*** Given records Section Begins ***

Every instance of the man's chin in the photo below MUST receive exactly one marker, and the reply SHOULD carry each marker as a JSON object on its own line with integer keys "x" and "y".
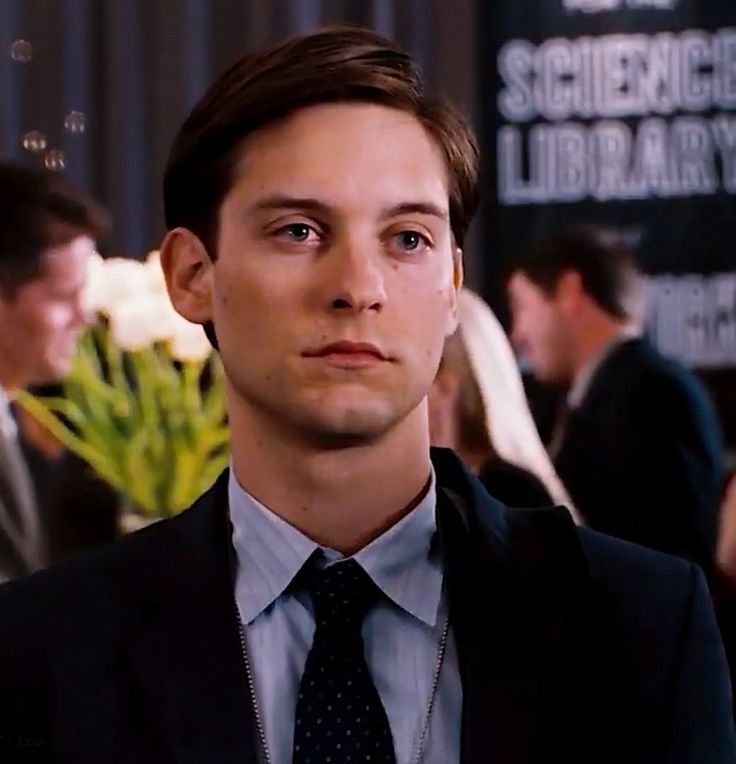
{"x": 349, "y": 429}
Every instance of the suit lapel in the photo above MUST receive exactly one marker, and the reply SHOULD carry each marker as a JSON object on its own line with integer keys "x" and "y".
{"x": 508, "y": 613}
{"x": 188, "y": 657}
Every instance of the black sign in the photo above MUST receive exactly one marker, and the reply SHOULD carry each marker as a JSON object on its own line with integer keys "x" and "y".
{"x": 620, "y": 112}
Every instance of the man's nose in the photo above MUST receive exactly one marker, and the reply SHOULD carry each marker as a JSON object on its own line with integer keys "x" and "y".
{"x": 357, "y": 279}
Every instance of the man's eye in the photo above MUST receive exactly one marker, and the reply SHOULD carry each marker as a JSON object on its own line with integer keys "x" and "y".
{"x": 410, "y": 240}
{"x": 297, "y": 231}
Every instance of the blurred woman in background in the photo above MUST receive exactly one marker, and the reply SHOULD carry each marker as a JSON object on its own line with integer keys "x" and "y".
{"x": 477, "y": 406}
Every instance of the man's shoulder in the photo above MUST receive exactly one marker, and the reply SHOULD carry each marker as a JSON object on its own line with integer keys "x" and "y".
{"x": 635, "y": 572}
{"x": 637, "y": 372}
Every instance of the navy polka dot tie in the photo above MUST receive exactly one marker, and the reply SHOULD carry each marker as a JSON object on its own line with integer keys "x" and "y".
{"x": 339, "y": 715}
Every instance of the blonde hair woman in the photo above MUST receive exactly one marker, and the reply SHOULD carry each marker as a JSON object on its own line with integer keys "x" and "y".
{"x": 478, "y": 407}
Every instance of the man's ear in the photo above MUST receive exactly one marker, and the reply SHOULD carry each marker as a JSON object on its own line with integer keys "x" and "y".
{"x": 457, "y": 284}
{"x": 187, "y": 268}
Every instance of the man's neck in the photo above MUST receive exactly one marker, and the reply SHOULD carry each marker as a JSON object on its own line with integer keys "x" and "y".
{"x": 594, "y": 339}
{"x": 341, "y": 498}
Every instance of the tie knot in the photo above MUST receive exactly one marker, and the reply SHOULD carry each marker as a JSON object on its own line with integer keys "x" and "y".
{"x": 342, "y": 595}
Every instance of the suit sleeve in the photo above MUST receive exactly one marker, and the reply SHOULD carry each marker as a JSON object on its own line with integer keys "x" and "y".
{"x": 700, "y": 728}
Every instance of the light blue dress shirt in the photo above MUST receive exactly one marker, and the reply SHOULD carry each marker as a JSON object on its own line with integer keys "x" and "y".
{"x": 401, "y": 633}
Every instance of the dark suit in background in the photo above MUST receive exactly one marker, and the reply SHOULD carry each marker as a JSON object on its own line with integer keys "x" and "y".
{"x": 642, "y": 455}
{"x": 572, "y": 646}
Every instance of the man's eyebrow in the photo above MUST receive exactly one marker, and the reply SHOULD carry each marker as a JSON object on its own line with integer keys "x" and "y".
{"x": 282, "y": 202}
{"x": 422, "y": 208}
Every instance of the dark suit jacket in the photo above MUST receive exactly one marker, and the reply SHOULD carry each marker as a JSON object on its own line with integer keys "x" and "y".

*** Given records Section Ends ***

→ **What is required**
Pictures are not part of the copy. Return every record exactly.

→ **Solution to this task**
Every instance of the man's chin in the photo below MUST receive exactly one marker, and the reply SHOULD carry each marker as a JSON object on its own line with integer keys "x" and "y".
{"x": 349, "y": 429}
Every instance of the suit lapel in the photo above MUST receive exactly one marker, and the reply SHOULD carry each marker as a JSON object on its own line with integer keys "x" and "y".
{"x": 508, "y": 613}
{"x": 188, "y": 657}
Every instance of the black sign in the photo above MUST receive exactly one marker, and the reply SHOULD carry each marker as a JSON object on its own line with integer keys "x" and "y".
{"x": 620, "y": 112}
Every instance of the man's nose in the photo above MUST receive exactly one marker, and the reply SHOULD carry each marker as a JSON object on its own line with integer keys "x" and "y".
{"x": 357, "y": 279}
Every instance of the man's eye in the photo above MUST receive exactly one marker, and the reply SHOULD carry each marker as a JSON object on its own line with integer keys "x" and "y".
{"x": 410, "y": 240}
{"x": 297, "y": 231}
Every instance of the blurred woman in background in the photo above MUST receive exactly one marker, and the reply SHOULD carry each marker as a JSON object on its own line with integer keys "x" and "y".
{"x": 477, "y": 406}
Every instance of the man's shoulder in the photo above MUST receive exactly one marker, and the reply SHOULD carry each marker as a JSON object on its own line with integer keys "x" and "y".
{"x": 635, "y": 572}
{"x": 637, "y": 372}
Every instance of the navy polka dot tie in the photo above MUST receive exactly one marker, and the reply SHOULD carry each marker as a JSON object on its own line with integer keys "x" and "y".
{"x": 339, "y": 715}
Every instance of the blonde hair woman in the photo above MUST receive exactly one marker, and the reply SHOULD carry each marker as a JSON object on its own line with integer keys "x" and "y".
{"x": 478, "y": 407}
Every instance of the man's ear in the photo above MUST receive exactly one marker, and the reply SHOULD carry each marker as a JSON object on its own line with integer keys "x" and "y".
{"x": 457, "y": 284}
{"x": 187, "y": 268}
Every instance of the man's neck in the photo above MUST receive exactly one marker, and the reply SHOULD carry each marker as a JSON object on its own line with integer keys "x" and "y".
{"x": 594, "y": 339}
{"x": 341, "y": 498}
Every instance of the tie knot in the photo above MUST receive exactly one marker, and the reply SHOULD carry each marker as a JSON object on its own line with integer keys "x" and "y".
{"x": 342, "y": 595}
Every instance of the suit sleeve in the photo above MUST receive exactly one marker, and the reply SHOULD carry each marker as a JSON object on its own line with integer keys "x" and "y".
{"x": 700, "y": 728}
Every instance of the light blue dress shirt in the photo above MUST receive exactly one marker, and the reply SHOULD carry each marker as a JSON object on its own line with integer keys "x" and "y".
{"x": 401, "y": 633}
Every instance of the dark suit in background in the photo above MUST receive exactly one marker, and the reply SHOULD carry each marker as a JSON object on its own line with integer keys "x" and "y".
{"x": 642, "y": 455}
{"x": 572, "y": 646}
Every instance of the man's eyebrow in the photo above MUST receive exactly one marker, and the reply SHOULD carry each marker as a JSON object on its own line with integer keys "x" and "y".
{"x": 282, "y": 202}
{"x": 422, "y": 208}
Every instance of the dark suit jacket in the photo above MUST receive exactly one marker, and the reply SHOULD carry each marker as a JSON object on its own line with integer keys "x" and "y".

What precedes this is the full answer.